> **Records to use**:
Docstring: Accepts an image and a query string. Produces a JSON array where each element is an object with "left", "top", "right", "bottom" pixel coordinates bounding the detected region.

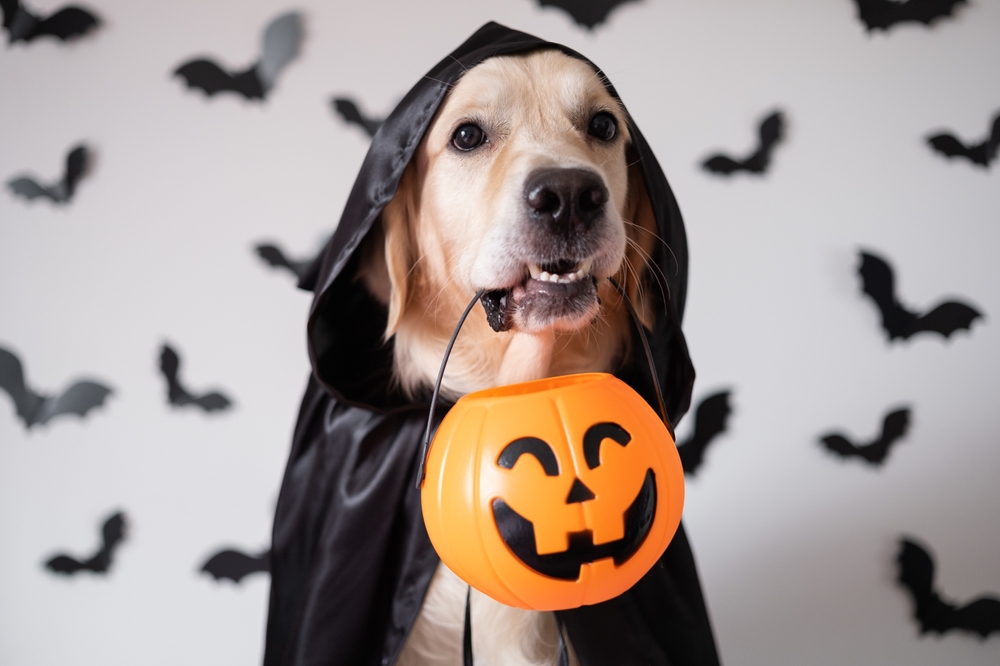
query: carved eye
[
  {"left": 588, "top": 112, "right": 617, "bottom": 142},
  {"left": 583, "top": 422, "right": 631, "bottom": 469},
  {"left": 497, "top": 437, "right": 559, "bottom": 476},
  {"left": 452, "top": 123, "right": 486, "bottom": 151}
]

> **Task description**: Apart from the pictures, the entries above are to be repeated in full and exactly.

> **Final answer**:
Docstring: Accepts an image and a query string. Produces a JSON array where each element is an object with "left", "top", "right", "bottom" pixel coordinates bounding the detected region.

query: carved eye
[
  {"left": 588, "top": 112, "right": 617, "bottom": 142},
  {"left": 583, "top": 422, "right": 631, "bottom": 469},
  {"left": 497, "top": 437, "right": 559, "bottom": 476},
  {"left": 452, "top": 123, "right": 486, "bottom": 151}
]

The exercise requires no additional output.